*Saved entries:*
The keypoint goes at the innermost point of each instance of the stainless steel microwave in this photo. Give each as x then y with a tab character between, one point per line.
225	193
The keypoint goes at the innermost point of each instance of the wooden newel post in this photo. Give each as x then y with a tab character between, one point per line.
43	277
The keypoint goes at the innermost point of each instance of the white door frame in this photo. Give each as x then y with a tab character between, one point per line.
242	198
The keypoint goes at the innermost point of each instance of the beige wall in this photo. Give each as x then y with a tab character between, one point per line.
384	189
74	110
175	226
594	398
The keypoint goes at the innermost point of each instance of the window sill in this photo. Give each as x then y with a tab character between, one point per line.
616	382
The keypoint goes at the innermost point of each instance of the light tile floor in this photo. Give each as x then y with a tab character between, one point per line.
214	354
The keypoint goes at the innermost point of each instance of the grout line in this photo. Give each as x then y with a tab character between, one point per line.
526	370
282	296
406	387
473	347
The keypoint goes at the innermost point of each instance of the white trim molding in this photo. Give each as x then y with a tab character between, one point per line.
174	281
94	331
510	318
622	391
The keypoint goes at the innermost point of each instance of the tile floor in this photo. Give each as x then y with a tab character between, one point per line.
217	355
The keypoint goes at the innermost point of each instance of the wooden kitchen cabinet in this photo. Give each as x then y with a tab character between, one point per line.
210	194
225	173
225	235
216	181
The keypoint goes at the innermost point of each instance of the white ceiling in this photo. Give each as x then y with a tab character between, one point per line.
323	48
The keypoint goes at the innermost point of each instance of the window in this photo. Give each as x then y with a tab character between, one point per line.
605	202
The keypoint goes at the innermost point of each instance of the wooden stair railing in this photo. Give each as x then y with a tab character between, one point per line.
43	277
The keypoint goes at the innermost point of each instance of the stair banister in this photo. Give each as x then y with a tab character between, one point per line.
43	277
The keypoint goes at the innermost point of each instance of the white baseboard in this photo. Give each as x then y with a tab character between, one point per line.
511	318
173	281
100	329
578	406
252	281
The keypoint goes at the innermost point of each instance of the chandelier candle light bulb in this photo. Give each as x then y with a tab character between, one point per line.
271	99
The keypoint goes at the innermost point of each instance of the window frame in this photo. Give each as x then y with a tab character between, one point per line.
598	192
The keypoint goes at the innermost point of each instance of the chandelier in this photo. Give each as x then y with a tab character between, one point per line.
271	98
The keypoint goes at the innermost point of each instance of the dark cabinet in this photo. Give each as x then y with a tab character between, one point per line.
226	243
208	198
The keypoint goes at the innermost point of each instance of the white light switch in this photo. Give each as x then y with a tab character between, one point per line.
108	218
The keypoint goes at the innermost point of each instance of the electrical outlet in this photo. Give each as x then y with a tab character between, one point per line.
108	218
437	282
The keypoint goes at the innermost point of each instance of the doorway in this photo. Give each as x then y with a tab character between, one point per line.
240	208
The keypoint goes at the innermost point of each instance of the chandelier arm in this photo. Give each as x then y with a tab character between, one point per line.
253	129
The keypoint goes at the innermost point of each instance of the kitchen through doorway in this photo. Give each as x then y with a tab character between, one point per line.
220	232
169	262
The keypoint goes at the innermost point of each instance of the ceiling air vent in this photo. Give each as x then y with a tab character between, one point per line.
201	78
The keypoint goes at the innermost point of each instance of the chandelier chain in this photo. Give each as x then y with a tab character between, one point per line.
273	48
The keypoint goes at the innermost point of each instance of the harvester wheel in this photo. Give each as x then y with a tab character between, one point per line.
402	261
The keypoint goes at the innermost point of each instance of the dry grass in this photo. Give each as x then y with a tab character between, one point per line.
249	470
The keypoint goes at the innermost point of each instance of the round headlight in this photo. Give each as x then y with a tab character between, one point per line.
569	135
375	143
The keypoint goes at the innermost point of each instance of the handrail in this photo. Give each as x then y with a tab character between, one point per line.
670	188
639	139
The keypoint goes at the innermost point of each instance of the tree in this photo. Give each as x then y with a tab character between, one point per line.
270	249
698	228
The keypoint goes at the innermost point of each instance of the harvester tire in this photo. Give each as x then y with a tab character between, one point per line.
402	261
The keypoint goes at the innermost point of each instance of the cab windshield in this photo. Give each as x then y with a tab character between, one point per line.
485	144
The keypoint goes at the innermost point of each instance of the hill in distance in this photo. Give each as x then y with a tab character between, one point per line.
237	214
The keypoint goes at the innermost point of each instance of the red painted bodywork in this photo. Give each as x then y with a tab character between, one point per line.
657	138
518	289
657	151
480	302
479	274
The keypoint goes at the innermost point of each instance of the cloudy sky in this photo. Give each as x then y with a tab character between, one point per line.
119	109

*Task brief:*
The response should consist of the entries, retyped exactly and in full.

*Solution:*
The keypoint goes at the innermost point of each instance of the stainless steel microwave in this photo. Give each as x then y with a tab character between, one point per line.
225	193
The keypoint goes at the innermost point of each instance of the wooden newel post in this photo. Give each as x then y with a tab character between, one point per line.
43	277
The keypoint goes at the innermost point of each instance of the white door frame in this photo. Give each as x then y with a tab character between, one point per line.
242	198
The keypoint goes at the innermost point of each instance of the beige wall in this photo. Give each as x then y with a tab character between, one point per line.
384	189
74	110
175	226
594	398
The keypoint goes at the innermost point of each instance of the window sill in this photo. Give each as x then y with a tab character between, one point per line.
616	382
The keypoint goes at the innermost point of each instance of the light tile floor in this photo. Give each as x then y with a tab character between, one point per line.
214	354
The keypoint goes at the innermost point of each instance of the grout line in this photo. Give each as x then y with a tab character between, one point per line.
526	370
282	296
406	387
473	347
The keypoint goes at the innermost point of each instance of the white trim molding in this photo. Give each as x then y with a tab character between, one point per line.
174	281
94	331
510	318
622	391
The keypoint goes at the innermost point of each instance of the tile floor in this photo. Give each as x then y with a tab character between, one point per line.
217	355
The keypoint goes at the innermost point of each instance of the wooden kitchen cabinet in this photo. Give each as x then y with a tab character between, one point per line.
210	194
225	173
225	235
216	181
The keypoint goes at the innermost point of each instance of the white ceiling in this photo. Give each as x then y with a tab character between, one point per line.
323	48
The keypoint goes at the innermost point of each instance of the window in this photo. Give each as x then y with a tab character between, one point per line.
605	202
The keypoint goes at the innermost point of each instance of the wooden stair railing in this photo. Give each as x then y with a tab character between, one point per line.
43	277
The keypoint goes at the innermost point of each instance of the stair banister in this photo. Give each as x then y with a tab character between, one point per line.
43	277
The keypoint goes at the innermost point of each instance of the white baseboard in this photo. Give each as x then y with a tab character between, one point per line.
511	318
173	281
100	329
578	406
252	281
The keypoint goes at the innermost point of each instance of the chandelier candle light bulb in this photo. Give each as x then y with a tab character between, one point per line.
271	99
The keypoint goes at the innermost point of each instance of the window frame in this photo. Give each as x then y with a tab character between, one point per line.
598	192
The keypoint goes at the innermost point of each instance of the chandelier in this photo. Give each as x then y with a tab character between, one point per line.
271	98
The keypoint goes at the innermost point of each instance of the dark cabinet in this photo. Give each as x then y with a tab character between, one point per line.
226	243
208	198
The keypoint goes at the innermost point of each instance of the white light switch in this photo. Give each as x then y with a tab character between, one point per line.
108	218
The keypoint goes at the innermost point of each instance of the electrical outlet in this photo. Give each as x then y with a tab character between, one point per line.
108	218
437	282
The keypoint goes at the innermost point of each instance of the doorway in this photo. Give each as x then y with a tab character between, one point per line.
240	208
The keypoint goes at the innermost point of each instance of the chandelier arm in this photo. Give each as x then y with a tab character between, one point per line.
253	129
The keypoint goes at the innermost point of each instance of the kitchen through doorway in this photo. Give each as x then y with a tab character between, one point per line.
220	232
169	262
The keypoint goes at the innermost point of each instance of the ceiling air vent in this photo. Give each as x then y with a tab character between, one point per line.
201	78
The keypoint goes at the innermost point of each instance of the chandelier chain in this photo. Give each as x then y with a tab character between, one point per line.
273	48
The keypoint goes at the innermost point of each instance of the harvester wheel in this photo. Give each as x then y with a tab character between, one point per line.
402	261
The keypoint goes at the innermost point of each instance of the dry grass in this photo. Give each as x then y with a tab character between, one point per line.
249	470
The keypoint goes at the innermost point of each instance of the round headlight in this photo. Give each as x then y with a tab character between, one point per line.
569	135
375	143
The keypoint goes at the innermost point of each instance of the handrail in this photo. Give each as x then y with a tab character between, one point per line.
670	188
639	139
The keypoint goes at the innermost point of each instance of the tree in this photo. Give each as x then y with a tab character between, one point per line.
270	249
698	228
The keypoint goes at the innermost point of each instance of the harvester tire in this photo. Give each as x then y with a tab character between, one point per line.
402	261
The keypoint goes at the innermost point of each instance of the cab windshield in this photo. Give each as x then y with a tab character between, one point per line.
485	144
The keypoint goes at the innermost point of each instance of the hill in distance in this photo. Give each as x then y with a tab character between, one point per line.
237	214
The keypoint goes at the innermost point of each instance of the red painted bodywork in this photo. Give each as x then y with a tab character between, one point per line.
657	138
518	289
657	151
480	302
479	274
The keypoint goes at the innermost point of each instance of the cloudy sky in this photo. Give each as x then y with a tab character between, one point per line.
119	109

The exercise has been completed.